● Given passage
+--
Organic Farming 101: Answering your Pressing Questions

“Organic” is often a difficulty mystery to solve. There are so many factors to be conscious of when choosing organic that it often seems arbitrary or too much work. But, if families knew what we know about the differences between organic and conventional farming, they might think twice before deciding against organic.

The truth is that organic farming works with nature while conventional farming works against it. That results in the organic produce serving a higher purpose than just pleasing our taste buds; organic farming could potentially save the world. No, really!

The International Federation of Organic Agricultural Movements (IFOAM) sets forth the definition of organic produce, stating

“Organic agriculture is a production system that sustains the health of soils, ecosystems and people. It relies on ecological processes, biodiversity and cycles adapted to local conditions, rather than the use of inputs with adverse effects. Organic agriculture combines tradition, innovation and science to benefit the shared environment and promote fair relationships and a good quality of life for all involved.”

Many people are under the impression that the term “organic” refers mainly to pesticides and fertilizers on the produce itself, but from IFOAM’s definition we can see that the term organic covers much more than that. It includes the soil, ecosystems, and people involved.
+--
● Requirement
Reproduce word for word the stretch of the organic farming text from "The truth is" through "world. No, really!". The rows that follow are not needed for this.

● Given entries
+--
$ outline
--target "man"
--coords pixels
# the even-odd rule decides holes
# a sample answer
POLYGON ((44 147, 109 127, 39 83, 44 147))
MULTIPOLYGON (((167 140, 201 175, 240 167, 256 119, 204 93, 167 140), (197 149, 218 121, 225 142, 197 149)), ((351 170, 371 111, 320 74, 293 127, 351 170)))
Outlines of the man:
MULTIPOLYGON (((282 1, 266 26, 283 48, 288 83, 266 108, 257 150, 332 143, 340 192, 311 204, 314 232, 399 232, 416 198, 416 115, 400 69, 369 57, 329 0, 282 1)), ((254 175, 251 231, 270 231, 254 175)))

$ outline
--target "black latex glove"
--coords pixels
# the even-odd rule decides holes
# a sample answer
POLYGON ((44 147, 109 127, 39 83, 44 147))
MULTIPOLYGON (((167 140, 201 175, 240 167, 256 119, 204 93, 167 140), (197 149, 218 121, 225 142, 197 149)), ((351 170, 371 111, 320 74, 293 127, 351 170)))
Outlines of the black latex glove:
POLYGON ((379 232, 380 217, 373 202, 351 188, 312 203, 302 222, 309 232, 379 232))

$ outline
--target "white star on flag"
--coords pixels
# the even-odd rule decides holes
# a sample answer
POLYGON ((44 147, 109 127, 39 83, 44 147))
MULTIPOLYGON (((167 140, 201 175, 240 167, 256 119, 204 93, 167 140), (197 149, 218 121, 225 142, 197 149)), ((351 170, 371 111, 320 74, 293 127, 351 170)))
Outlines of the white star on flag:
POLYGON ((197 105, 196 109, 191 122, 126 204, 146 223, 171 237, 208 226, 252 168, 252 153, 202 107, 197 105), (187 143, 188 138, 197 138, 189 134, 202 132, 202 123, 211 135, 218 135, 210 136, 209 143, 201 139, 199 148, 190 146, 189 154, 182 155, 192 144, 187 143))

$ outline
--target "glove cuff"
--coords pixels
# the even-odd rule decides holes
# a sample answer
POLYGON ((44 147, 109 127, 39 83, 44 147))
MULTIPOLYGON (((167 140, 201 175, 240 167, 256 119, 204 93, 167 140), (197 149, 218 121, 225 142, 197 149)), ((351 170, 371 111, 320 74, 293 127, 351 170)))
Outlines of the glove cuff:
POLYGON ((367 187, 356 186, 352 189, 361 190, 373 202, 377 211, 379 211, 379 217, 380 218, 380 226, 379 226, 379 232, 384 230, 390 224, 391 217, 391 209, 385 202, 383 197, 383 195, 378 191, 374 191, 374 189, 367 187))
+--
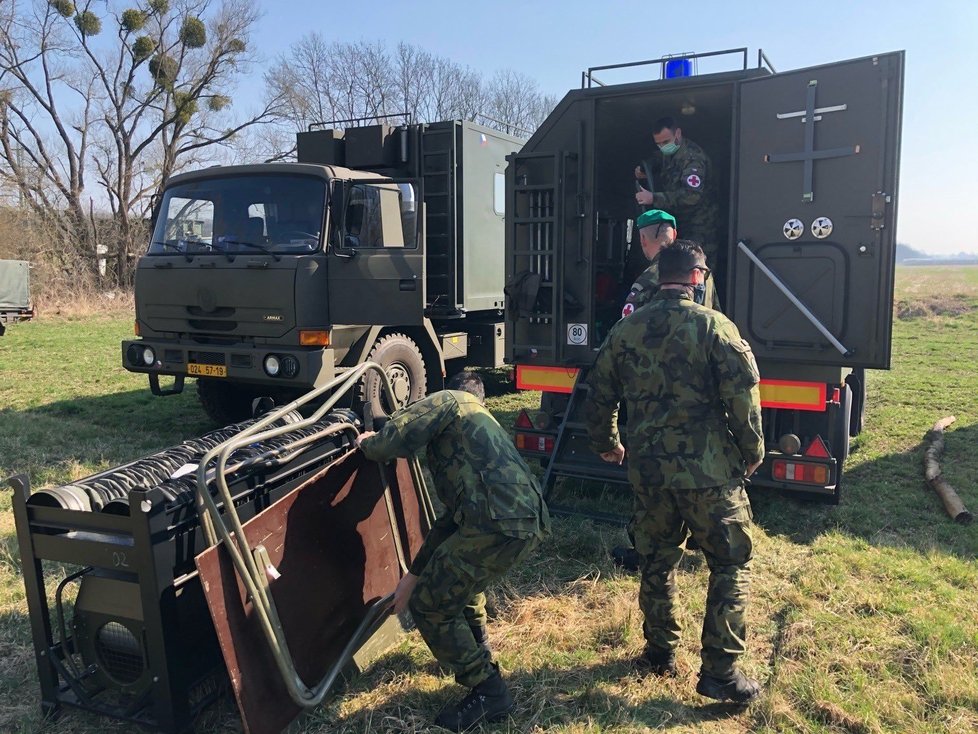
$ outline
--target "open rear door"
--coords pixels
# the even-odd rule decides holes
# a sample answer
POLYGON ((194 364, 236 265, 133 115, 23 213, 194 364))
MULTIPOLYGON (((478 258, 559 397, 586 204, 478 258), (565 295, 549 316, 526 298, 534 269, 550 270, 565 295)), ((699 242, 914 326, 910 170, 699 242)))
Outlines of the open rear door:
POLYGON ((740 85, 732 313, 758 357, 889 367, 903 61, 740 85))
+--
● Exercise solution
The truth is that organic farming works with nature while conventional farming works against it. That results in the organic produce serving a higher purpose than just pleasing our taste buds; organic farming could potentially save the world. No, really!